• **Directive**: Copy out the rows starting at the one that contains "trunk in the photo above." and ending at the one that contains "(1157, 269)", requests included, and scale every point coordinate in the answers by 2.05, rounding each to a whole number with halves rounded up. Leave the pictures out of your answer.

[Collection entries]
-----

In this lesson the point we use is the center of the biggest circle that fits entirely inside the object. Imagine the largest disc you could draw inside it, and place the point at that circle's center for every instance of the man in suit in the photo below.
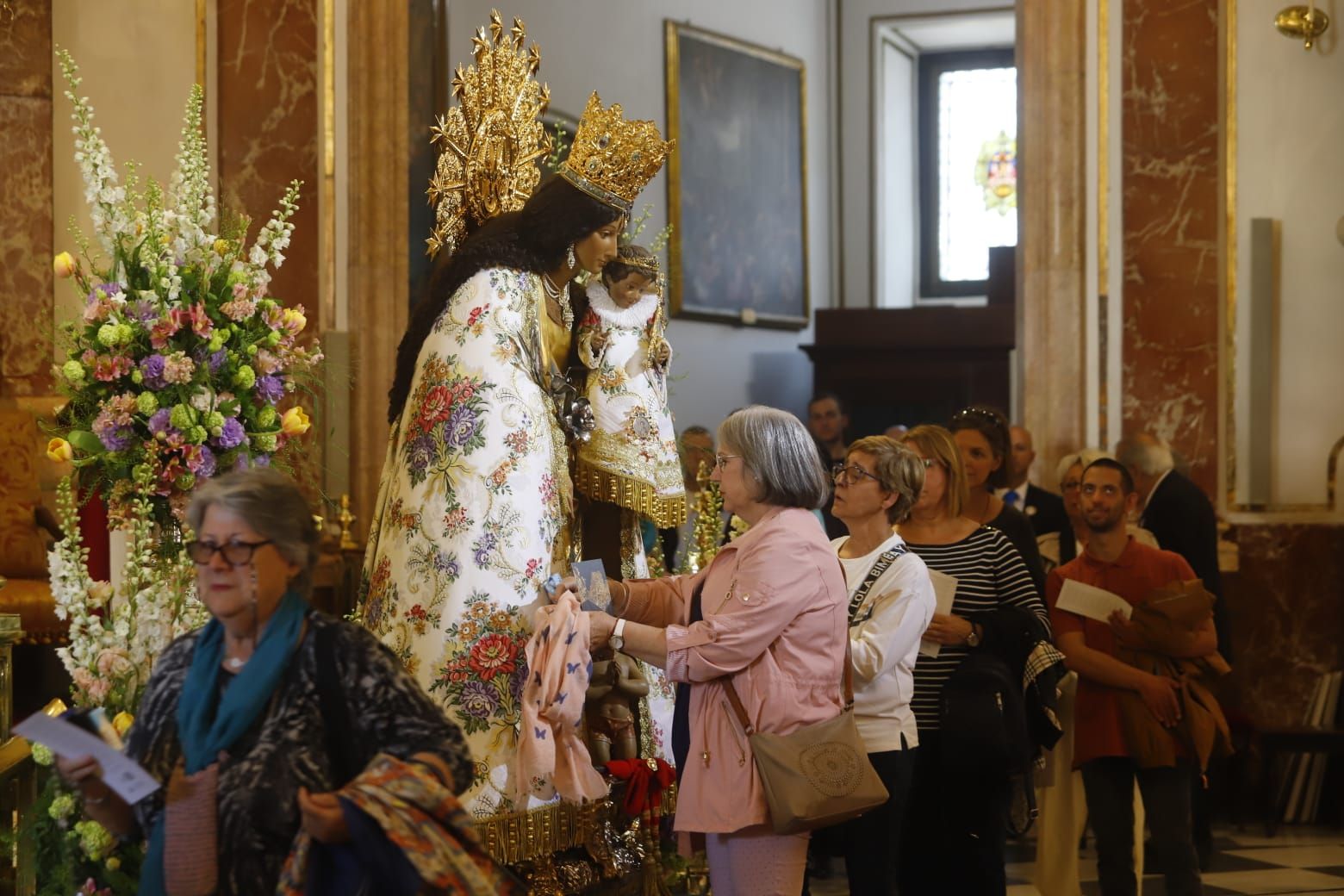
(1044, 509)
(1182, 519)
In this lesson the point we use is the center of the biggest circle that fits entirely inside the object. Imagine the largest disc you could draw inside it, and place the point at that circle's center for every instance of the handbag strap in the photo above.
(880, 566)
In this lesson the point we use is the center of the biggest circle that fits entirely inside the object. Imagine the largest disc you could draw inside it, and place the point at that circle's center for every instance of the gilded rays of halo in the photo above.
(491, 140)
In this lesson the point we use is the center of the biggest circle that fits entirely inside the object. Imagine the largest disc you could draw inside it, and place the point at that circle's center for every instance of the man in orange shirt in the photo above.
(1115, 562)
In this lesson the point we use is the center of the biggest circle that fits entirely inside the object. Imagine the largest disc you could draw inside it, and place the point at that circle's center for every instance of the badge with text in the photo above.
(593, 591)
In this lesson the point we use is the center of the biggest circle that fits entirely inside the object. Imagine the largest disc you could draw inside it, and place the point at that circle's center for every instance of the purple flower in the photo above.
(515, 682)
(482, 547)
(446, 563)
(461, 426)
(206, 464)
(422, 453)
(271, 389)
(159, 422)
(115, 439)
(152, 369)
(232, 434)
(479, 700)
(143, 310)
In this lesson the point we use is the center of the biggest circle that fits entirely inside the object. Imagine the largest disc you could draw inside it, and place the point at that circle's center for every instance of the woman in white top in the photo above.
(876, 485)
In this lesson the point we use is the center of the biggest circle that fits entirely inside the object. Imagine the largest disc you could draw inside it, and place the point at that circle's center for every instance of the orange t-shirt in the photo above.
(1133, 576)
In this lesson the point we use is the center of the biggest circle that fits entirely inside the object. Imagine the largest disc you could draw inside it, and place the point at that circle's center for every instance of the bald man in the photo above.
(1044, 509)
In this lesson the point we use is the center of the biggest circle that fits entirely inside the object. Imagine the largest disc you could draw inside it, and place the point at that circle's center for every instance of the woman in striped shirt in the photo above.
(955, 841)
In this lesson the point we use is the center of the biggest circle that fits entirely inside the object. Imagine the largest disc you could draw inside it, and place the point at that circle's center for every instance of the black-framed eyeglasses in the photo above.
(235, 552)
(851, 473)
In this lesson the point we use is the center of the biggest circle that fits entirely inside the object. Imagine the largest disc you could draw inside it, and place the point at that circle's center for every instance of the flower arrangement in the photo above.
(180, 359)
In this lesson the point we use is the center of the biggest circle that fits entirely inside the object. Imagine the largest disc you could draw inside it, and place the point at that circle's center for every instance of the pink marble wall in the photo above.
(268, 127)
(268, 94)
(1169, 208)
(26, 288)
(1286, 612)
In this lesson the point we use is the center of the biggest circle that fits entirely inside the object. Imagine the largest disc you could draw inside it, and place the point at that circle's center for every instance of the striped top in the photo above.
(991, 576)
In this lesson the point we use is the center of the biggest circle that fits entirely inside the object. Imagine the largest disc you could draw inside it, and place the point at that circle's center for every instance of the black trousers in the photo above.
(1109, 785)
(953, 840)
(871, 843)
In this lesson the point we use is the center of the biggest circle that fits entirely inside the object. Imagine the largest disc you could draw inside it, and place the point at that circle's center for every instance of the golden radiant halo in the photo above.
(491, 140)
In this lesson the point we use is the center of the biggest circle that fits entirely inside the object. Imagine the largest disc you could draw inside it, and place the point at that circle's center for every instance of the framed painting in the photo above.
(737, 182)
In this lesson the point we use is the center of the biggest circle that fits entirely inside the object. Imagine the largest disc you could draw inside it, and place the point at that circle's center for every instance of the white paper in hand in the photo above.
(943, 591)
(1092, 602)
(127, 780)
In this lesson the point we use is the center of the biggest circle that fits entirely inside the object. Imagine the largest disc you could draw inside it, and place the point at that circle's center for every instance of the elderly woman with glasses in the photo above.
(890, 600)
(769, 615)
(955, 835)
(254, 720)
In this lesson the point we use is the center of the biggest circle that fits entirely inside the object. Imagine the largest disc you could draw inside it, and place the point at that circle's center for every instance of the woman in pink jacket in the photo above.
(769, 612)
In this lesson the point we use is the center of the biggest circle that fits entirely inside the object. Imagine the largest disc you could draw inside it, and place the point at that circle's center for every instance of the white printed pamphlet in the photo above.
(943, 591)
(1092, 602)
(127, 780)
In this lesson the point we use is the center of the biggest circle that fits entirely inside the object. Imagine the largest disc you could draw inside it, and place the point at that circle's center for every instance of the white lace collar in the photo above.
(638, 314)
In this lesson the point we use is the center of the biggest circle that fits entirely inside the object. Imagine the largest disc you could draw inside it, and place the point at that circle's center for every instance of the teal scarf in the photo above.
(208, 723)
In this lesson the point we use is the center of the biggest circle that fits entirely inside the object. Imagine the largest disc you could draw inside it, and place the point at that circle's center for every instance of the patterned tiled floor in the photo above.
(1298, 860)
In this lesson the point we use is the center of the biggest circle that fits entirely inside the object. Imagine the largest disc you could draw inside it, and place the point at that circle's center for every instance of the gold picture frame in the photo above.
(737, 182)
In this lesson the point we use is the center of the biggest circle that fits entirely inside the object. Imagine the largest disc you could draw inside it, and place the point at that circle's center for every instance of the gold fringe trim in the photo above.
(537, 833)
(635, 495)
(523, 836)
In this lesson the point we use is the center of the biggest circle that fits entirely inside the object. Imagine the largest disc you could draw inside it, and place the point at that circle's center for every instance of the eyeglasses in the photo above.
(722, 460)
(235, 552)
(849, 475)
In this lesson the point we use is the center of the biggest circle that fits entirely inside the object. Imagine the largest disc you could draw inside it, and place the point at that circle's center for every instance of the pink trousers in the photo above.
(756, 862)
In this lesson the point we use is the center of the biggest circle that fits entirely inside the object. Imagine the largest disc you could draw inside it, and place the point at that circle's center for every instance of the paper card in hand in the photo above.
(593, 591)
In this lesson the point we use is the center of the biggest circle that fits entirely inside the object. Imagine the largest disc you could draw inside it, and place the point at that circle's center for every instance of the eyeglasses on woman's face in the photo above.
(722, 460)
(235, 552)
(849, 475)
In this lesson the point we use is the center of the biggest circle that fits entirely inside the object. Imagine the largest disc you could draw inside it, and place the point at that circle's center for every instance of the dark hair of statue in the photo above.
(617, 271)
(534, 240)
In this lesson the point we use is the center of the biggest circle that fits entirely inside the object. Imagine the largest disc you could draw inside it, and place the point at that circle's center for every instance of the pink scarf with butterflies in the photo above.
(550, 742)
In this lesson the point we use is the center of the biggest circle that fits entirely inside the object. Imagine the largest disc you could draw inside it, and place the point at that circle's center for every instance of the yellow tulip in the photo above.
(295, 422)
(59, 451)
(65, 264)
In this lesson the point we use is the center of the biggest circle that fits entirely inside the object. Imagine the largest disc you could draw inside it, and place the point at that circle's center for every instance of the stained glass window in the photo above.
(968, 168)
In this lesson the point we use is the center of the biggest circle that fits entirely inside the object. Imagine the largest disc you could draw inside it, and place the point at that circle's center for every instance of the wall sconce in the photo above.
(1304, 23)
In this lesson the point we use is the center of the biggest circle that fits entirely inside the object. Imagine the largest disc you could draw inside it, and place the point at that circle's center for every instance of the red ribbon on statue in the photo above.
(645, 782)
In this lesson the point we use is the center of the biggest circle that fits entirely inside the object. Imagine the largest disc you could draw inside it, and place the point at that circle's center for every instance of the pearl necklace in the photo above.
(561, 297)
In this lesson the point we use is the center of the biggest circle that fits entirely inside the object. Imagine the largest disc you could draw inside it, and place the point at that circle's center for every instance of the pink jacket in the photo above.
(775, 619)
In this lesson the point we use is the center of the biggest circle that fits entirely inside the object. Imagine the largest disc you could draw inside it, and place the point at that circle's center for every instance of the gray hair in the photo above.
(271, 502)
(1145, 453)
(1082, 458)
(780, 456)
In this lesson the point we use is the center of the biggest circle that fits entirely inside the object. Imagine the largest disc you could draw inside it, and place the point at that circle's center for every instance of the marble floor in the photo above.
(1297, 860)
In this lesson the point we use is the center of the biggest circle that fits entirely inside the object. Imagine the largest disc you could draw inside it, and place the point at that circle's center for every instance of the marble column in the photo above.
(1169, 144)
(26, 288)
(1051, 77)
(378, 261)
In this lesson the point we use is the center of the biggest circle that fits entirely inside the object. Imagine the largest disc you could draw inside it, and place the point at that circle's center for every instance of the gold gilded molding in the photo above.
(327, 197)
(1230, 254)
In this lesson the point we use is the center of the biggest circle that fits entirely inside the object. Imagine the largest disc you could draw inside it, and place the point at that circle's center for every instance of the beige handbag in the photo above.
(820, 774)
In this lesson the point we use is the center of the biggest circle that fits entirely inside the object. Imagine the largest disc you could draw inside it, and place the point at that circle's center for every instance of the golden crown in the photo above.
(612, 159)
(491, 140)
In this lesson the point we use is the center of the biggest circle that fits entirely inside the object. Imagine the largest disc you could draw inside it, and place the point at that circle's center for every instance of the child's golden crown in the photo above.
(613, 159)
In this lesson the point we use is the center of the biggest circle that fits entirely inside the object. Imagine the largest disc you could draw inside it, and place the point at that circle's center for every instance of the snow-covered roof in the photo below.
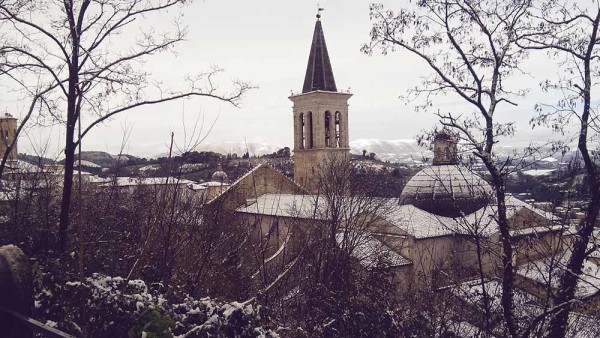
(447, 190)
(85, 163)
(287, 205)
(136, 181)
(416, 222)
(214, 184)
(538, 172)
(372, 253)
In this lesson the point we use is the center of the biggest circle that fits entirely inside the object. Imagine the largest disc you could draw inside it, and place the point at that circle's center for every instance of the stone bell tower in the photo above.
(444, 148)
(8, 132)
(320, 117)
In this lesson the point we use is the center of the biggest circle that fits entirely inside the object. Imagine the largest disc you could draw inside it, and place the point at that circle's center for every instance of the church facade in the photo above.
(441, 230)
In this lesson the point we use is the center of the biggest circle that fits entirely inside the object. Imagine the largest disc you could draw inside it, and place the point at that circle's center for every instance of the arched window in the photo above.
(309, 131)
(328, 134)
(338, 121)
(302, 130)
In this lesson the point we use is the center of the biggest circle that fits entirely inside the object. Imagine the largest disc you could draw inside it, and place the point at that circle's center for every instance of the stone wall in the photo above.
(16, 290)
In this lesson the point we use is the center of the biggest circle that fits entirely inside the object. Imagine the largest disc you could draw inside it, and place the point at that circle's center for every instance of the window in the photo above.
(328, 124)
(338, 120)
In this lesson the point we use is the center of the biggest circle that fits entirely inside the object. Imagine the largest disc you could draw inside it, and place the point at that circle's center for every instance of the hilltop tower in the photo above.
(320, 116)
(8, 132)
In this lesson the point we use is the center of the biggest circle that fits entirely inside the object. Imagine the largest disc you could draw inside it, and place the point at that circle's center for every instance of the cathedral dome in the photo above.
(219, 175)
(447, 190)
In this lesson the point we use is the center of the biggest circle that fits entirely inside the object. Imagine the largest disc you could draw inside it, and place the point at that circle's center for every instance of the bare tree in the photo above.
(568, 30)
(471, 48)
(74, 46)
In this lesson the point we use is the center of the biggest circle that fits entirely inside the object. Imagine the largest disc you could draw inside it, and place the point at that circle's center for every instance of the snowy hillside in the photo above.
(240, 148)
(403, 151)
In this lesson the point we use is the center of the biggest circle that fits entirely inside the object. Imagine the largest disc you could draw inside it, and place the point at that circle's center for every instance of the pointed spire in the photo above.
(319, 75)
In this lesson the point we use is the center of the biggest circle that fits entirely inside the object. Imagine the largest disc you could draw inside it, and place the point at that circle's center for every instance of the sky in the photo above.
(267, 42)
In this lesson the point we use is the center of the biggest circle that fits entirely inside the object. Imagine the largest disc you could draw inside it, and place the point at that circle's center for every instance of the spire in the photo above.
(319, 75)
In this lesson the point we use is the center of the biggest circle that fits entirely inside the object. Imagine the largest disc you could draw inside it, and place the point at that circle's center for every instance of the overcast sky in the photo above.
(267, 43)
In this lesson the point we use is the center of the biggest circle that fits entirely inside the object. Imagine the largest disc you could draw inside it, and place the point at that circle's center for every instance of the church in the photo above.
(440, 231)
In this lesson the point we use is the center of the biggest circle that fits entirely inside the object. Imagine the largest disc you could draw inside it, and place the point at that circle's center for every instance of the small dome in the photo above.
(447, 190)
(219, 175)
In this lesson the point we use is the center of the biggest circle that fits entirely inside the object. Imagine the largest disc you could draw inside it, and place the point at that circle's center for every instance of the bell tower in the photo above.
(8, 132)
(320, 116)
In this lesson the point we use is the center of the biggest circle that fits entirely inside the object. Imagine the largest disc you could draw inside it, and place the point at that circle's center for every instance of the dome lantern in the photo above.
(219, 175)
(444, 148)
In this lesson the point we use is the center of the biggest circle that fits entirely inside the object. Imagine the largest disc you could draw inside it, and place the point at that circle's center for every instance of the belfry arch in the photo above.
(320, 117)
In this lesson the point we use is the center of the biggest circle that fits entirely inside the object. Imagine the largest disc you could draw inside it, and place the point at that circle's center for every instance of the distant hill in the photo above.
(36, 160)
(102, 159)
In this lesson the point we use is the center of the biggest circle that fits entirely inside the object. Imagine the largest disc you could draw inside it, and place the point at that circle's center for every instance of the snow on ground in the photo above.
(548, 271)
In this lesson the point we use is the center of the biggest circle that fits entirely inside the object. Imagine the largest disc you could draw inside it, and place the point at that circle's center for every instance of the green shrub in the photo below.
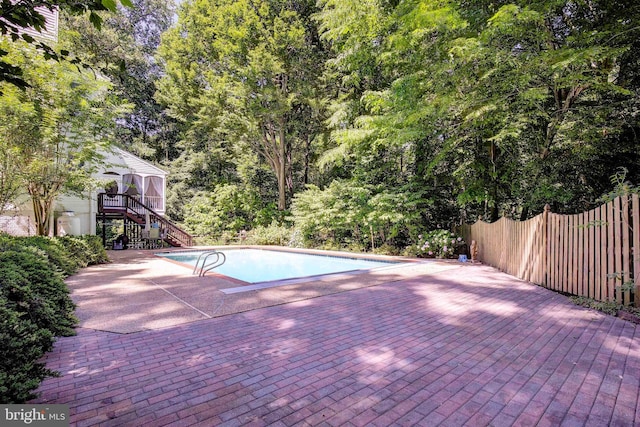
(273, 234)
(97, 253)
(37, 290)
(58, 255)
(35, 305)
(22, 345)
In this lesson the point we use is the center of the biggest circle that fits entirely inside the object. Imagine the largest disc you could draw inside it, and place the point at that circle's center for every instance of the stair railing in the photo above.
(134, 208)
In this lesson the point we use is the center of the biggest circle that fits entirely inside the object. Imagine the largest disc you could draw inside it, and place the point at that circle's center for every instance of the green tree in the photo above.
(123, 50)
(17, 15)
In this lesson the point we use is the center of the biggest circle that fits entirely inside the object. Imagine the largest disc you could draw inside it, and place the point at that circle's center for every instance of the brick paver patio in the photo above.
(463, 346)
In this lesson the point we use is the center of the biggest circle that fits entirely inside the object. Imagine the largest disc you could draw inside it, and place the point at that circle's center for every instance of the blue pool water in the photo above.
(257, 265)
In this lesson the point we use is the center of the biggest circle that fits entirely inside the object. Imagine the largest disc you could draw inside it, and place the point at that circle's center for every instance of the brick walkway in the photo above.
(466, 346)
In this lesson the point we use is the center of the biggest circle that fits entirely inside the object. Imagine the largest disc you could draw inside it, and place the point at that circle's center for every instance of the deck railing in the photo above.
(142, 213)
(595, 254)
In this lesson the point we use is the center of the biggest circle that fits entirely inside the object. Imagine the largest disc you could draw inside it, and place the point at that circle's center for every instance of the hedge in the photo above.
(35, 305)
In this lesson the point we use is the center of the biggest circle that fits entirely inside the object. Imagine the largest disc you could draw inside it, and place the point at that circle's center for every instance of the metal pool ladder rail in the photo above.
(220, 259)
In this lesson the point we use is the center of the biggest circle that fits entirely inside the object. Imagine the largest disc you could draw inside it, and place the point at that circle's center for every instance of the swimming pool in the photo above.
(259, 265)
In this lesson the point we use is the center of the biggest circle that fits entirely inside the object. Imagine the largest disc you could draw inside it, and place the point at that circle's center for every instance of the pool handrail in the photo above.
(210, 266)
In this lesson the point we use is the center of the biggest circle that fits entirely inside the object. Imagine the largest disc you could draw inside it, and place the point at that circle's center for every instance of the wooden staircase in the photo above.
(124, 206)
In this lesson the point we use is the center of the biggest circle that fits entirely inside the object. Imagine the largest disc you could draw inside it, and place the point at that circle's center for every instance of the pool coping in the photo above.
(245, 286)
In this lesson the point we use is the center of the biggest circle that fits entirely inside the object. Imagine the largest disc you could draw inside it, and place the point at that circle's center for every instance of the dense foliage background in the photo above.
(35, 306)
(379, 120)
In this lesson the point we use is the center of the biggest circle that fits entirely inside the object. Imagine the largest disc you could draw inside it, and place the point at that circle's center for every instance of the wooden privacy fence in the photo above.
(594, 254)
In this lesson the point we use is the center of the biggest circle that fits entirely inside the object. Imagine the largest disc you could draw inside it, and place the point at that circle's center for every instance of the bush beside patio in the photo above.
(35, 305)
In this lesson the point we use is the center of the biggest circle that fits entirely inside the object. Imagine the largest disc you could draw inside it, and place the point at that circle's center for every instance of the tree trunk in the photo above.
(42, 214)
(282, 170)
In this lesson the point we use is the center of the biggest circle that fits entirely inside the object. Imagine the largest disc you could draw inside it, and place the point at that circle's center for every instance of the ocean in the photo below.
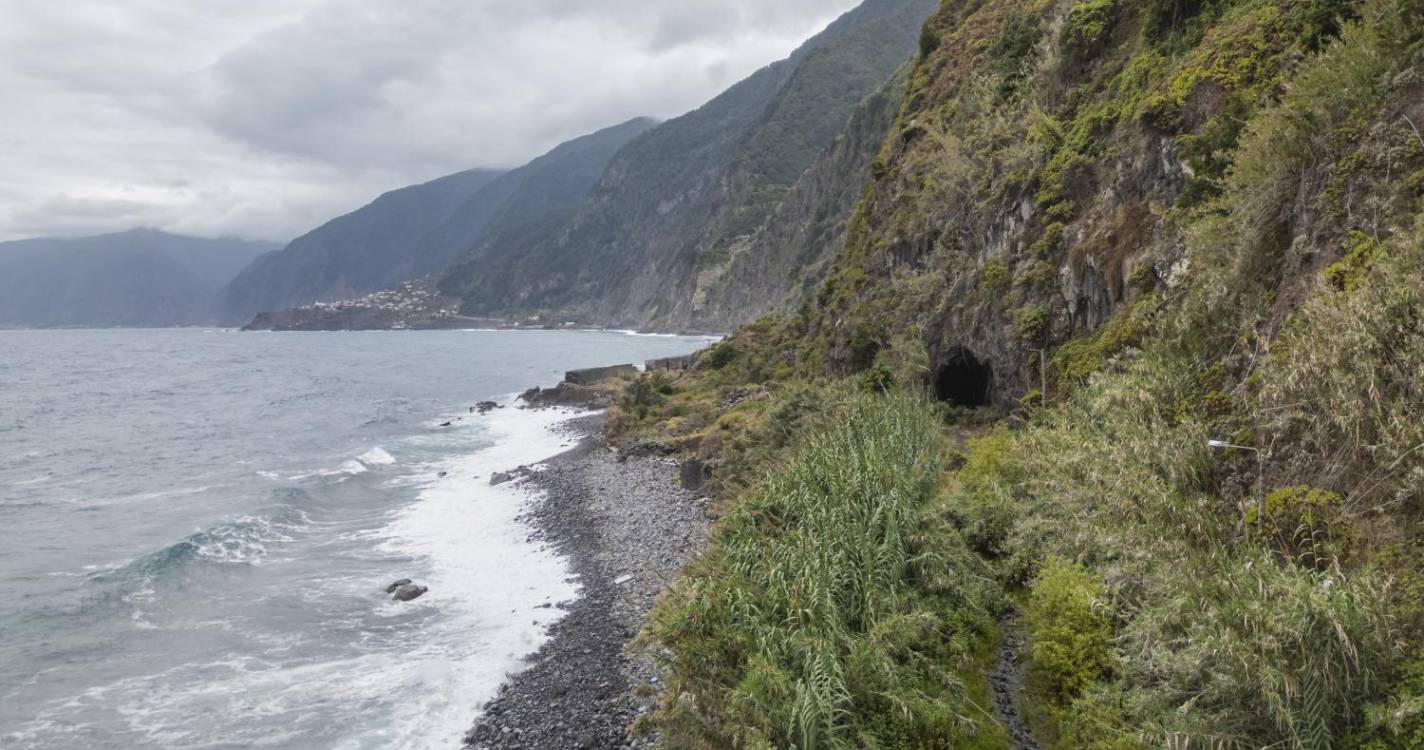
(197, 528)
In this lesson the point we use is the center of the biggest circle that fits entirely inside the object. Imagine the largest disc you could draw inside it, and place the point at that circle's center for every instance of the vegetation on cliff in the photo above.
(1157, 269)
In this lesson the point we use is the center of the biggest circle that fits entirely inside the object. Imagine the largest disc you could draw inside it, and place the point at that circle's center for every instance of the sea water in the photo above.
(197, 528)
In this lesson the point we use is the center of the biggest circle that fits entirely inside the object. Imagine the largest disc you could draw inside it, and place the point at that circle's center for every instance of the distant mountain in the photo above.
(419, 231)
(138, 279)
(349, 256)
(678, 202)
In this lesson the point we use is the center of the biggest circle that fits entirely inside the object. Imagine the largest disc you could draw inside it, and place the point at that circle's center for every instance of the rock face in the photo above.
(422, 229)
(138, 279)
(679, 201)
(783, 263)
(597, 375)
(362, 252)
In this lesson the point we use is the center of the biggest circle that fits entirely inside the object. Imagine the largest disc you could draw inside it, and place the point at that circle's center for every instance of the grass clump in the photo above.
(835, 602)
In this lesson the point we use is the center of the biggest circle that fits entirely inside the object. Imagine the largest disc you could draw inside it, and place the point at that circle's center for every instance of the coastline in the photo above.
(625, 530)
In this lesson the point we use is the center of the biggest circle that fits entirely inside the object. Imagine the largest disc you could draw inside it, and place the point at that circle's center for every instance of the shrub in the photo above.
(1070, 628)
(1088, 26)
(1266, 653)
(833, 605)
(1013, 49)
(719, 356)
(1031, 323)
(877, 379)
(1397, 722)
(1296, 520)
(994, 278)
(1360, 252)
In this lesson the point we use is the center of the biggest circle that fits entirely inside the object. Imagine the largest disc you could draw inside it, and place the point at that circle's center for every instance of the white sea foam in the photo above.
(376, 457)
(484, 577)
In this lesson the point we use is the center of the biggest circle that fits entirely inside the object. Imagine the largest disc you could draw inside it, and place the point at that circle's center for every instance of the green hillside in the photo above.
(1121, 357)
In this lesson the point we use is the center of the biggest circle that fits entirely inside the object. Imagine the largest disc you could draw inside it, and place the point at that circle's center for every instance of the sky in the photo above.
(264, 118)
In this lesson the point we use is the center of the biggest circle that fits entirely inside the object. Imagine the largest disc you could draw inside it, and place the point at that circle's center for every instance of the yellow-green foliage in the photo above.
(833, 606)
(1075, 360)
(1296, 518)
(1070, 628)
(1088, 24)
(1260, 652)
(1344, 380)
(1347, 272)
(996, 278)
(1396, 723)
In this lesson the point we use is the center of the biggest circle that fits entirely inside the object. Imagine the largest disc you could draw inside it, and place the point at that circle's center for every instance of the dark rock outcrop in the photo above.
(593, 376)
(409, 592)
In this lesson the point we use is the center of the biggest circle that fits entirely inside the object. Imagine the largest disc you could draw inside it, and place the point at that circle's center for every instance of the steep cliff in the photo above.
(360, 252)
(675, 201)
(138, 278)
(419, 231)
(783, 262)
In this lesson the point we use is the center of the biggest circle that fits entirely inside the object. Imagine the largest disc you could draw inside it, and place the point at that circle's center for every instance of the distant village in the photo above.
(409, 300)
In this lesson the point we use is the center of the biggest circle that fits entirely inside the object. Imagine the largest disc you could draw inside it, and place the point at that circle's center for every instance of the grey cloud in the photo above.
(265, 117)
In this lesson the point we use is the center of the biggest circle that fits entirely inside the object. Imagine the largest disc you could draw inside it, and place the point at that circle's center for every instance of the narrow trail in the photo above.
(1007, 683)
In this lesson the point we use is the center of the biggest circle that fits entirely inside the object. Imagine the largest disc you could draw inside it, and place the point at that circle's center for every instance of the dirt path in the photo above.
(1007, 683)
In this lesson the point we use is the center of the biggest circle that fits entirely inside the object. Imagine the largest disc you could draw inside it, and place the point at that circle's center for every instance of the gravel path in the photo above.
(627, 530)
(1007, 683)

-----

• **Solution**:
In this lesson the point we use is the center of the biggest circle that fits entirely inside the object. Imagine the largest disc you could draw inside it, and place the point at that circle's center for every instance of the tree trunk in the photo above.
(86, 439)
(578, 349)
In this lesson the point we use is the center of the biggest circle that fits entirely inside the object. Imagine the largest disc you could draw inside it, and place the point at that circle's center for every instance of the ocean in the photo below.
(404, 1082)
In this lesson the point we use is the center of the biggest circle that fits entirely inside the object. Imagine the largest disc you could draw inside it, and place the point at that circle's center for every instance of the vegetation on cliff in the photo above.
(2372, 551)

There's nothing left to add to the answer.